◆ DESCRIPTION OF THE TASK
Nothing but the line with "# point at: thatched hut (one per instance)" and the lines after it, through the end of the records below, is to be repeated, exactly as it is.

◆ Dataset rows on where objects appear

※ ※ ※

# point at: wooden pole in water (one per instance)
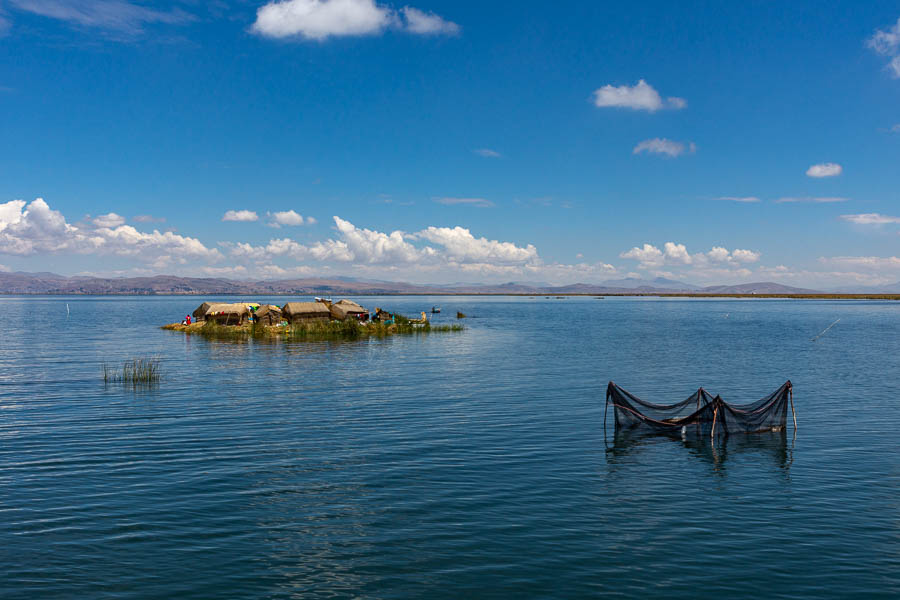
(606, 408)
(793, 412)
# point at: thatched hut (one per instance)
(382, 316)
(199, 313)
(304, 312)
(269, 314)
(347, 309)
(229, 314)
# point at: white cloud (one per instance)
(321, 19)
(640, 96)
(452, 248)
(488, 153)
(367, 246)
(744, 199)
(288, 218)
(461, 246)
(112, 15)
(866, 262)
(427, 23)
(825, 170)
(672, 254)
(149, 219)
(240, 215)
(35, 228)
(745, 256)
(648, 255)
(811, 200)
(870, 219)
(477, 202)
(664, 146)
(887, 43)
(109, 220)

※ ※ ※

◆ EXPECTED ANSWER
# point at: thatched hut (one per instance)
(382, 316)
(199, 313)
(304, 312)
(269, 314)
(347, 309)
(229, 314)
# point at: white cloud (one per instance)
(321, 19)
(640, 96)
(452, 248)
(488, 153)
(367, 246)
(744, 199)
(288, 218)
(461, 246)
(112, 15)
(866, 262)
(427, 23)
(825, 170)
(672, 254)
(149, 219)
(240, 215)
(35, 228)
(745, 256)
(648, 255)
(811, 200)
(870, 219)
(477, 202)
(664, 146)
(887, 43)
(109, 220)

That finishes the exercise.